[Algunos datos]
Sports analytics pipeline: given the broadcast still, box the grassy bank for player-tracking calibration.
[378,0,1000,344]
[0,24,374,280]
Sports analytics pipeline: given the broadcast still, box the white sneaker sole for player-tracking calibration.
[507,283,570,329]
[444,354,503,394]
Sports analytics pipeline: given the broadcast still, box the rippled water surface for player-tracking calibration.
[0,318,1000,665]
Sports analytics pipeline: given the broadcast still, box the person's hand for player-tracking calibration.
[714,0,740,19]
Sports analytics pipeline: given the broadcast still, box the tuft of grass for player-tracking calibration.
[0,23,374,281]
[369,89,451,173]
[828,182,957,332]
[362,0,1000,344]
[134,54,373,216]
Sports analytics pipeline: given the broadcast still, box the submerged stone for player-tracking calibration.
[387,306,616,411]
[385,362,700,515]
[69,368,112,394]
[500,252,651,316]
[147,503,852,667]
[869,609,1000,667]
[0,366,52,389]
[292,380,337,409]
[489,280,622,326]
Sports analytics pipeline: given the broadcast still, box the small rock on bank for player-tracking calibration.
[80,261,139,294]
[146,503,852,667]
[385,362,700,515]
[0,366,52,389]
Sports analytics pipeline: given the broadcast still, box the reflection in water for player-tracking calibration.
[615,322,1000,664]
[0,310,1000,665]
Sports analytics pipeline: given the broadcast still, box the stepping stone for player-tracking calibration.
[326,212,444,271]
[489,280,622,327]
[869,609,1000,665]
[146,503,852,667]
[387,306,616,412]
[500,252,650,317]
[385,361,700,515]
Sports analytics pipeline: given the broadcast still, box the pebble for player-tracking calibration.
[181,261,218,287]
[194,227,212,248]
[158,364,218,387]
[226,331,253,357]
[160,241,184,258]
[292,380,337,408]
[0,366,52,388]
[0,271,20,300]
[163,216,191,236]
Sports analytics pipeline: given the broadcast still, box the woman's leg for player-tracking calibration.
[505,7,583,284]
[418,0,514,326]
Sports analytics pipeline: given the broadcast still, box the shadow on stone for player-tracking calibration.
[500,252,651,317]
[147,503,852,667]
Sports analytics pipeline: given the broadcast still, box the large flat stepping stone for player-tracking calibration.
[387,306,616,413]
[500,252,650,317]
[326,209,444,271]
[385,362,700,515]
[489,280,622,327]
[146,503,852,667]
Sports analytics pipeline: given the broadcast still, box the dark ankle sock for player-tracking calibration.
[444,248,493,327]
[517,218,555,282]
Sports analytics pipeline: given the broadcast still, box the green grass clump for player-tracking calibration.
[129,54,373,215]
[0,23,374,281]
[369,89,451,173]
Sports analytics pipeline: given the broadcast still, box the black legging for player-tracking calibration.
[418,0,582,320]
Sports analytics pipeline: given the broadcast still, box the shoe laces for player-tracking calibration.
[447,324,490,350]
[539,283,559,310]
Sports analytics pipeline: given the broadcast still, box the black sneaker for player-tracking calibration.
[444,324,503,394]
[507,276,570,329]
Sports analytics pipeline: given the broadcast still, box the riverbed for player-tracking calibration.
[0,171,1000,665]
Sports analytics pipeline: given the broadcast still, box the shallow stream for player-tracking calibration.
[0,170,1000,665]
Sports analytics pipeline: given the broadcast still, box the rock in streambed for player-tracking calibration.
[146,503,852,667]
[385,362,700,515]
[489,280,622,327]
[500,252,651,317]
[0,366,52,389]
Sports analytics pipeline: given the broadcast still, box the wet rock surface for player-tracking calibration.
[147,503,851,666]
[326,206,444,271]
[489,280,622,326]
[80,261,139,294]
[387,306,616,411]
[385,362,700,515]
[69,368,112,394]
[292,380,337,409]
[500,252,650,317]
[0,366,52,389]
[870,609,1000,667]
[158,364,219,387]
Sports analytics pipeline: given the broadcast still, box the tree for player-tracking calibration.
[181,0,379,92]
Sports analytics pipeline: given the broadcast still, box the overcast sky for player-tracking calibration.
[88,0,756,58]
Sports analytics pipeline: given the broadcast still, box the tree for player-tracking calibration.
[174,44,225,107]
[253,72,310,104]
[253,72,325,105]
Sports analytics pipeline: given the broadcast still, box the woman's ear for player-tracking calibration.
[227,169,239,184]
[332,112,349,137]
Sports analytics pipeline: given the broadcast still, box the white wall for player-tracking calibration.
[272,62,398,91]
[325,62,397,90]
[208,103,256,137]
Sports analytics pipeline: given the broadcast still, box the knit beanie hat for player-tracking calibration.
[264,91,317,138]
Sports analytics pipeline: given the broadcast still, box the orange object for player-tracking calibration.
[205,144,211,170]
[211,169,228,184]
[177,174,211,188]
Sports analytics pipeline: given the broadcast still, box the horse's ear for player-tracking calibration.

QUÉ SE PIDE:
Repite línea por línea todos los datos anteriores, sin cambiar nada.

SOLUCIÓN DE LA TAREA:
Sports analytics pipeline: given the broadcast still, box the grassy bank for player-tracking calibration.
[378,0,1000,344]
[0,24,374,280]
Sports analytics pipeline: given the broadcast still, box the white sneaker sole for player-tracking calibration.
[507,283,570,329]
[444,354,503,394]
Sports analytics pipeline: given the broadcast still, box the rippled water surface for player-tracking calibration.
[0,318,1000,665]
Sports analytics pipeline: given the broadcast still, box the person's hand for player-tracking calibration.
[714,0,740,19]
Sports analytics pipeline: given the broadcast still, box the tuft of grass for player-tracking calibration.
[0,23,374,281]
[369,89,451,173]
[828,182,957,332]
[362,0,1000,344]
[134,54,373,216]
Sports analytics pipeline: given the broadcast still, box the submerged stone for player-tracking calibration.
[387,306,616,411]
[385,362,700,515]
[69,368,112,394]
[500,252,651,316]
[147,503,852,667]
[869,609,1000,667]
[0,366,52,389]
[292,380,337,409]
[489,280,622,326]
Sports analytics pipeline: given the broadcast still, box the small rock on bank for player-tracking calibration.
[80,261,139,294]
[146,503,852,667]
[385,362,700,515]
[0,366,52,389]
Sports analytics pipeline: given the broadcast still, box the reflection in water for player-tracking calibration.
[615,322,1000,664]
[0,310,1000,665]
Sports analytics pipeline: given the broadcast still, box the stepping stone for player-tracking calibration.
[326,212,444,271]
[489,280,622,327]
[869,609,1000,665]
[146,503,852,667]
[387,306,616,412]
[500,252,650,317]
[385,361,700,515]
Sports analytics pipeline: given the broadcast still, box the pebble for player-tracking calibration.
[181,261,218,287]
[194,227,212,248]
[158,364,218,387]
[226,331,253,357]
[160,241,184,258]
[292,380,337,408]
[0,366,52,388]
[0,271,20,300]
[163,216,191,236]
Sports analytics pipeline: given the broadcast still, box the woman's leg for player-tracking calibration.
[505,7,583,284]
[418,0,514,326]
Sports analytics pipeline: given the broadcast still, box the shadow on stone for player-tracking calibration.
[500,252,651,317]
[147,503,852,667]
Sports analytics pipeline: given the broadcast still, box the large flat stepping stone for player-tracking calibration.
[387,306,616,413]
[500,252,650,317]
[326,209,444,271]
[385,362,700,515]
[489,280,622,327]
[146,503,852,667]
Sports analytics pipeline: given the broadcast still, box the dark ankle sock for player-tracking calibration.
[444,248,493,327]
[517,218,555,282]
Sports analytics pipeline: given the broadcast still, box the green grass clump for player-tracking calibration.
[129,54,373,215]
[0,23,374,281]
[369,89,451,173]
Sports analytics pipeline: given the broadcast still, box the black legging for player-tracking calibration.
[418,0,582,320]
Sports analytics pipeline: given the broadcast still, box the shoe laces for player-tracking calibration.
[447,324,490,350]
[539,283,559,310]
Sports analytics pipeline: given the broadcast still, box the black sneaker for player-tracking calibration.
[444,324,503,394]
[507,276,570,329]
Sports analytics pipeline: given the broadcast still, box the riverbed for player-tracking calibration.
[0,171,1000,665]
Sports analytics pipeline: given the broadcast still, box the shallow stream for player-tracking calibration.
[0,170,1000,665]
Sports analytics pipeline: given the broadcast still, box the rock in streambed for player-tracking calibration.
[146,503,852,667]
[385,362,700,515]
[489,280,622,327]
[500,252,651,317]
[0,366,52,389]
Sports analytics pipeline: given the broadcast still, box the wet rock surface for player-tracking calibration.
[147,503,851,666]
[326,206,444,271]
[489,280,622,326]
[80,261,139,294]
[387,306,616,411]
[385,362,700,515]
[69,368,112,394]
[292,380,337,409]
[500,252,650,317]
[0,366,52,389]
[870,609,1000,667]
[158,364,219,387]
Sports analytics pipeline: given the broadcast still, box the tree for player-tracking calibration.
[181,0,379,92]
Sports analytics pipeline: given the broadcast still, box the overcast sky for player-tracking calibration.
[88,0,756,58]
Sports analytics pipeline: given the broadcast still, box the tree for player-tracking calibration.
[174,44,225,107]
[253,72,310,104]
[253,72,325,105]
Sports analytics pipeline: given the broadcast still, box the woman's ear for player-tracking calibration.
[227,169,239,184]
[332,112,349,137]
Sports analytics pipeline: given the broadcast still, box the white wall for player-tracking calibration.
[272,62,398,91]
[325,62,397,90]
[208,103,256,137]
Sports analytics pipeline: given the broadcast still, box the knit beanie hat for player-tracking calibration.
[264,91,317,138]
Sports analytics pipeline: given the broadcast still, box the orange object for player-tracking calibration.
[205,144,211,170]
[211,169,228,184]
[177,174,211,188]
Sports analytics pipeline: given the broadcast still, box the horse's ear for player-tracking calibration.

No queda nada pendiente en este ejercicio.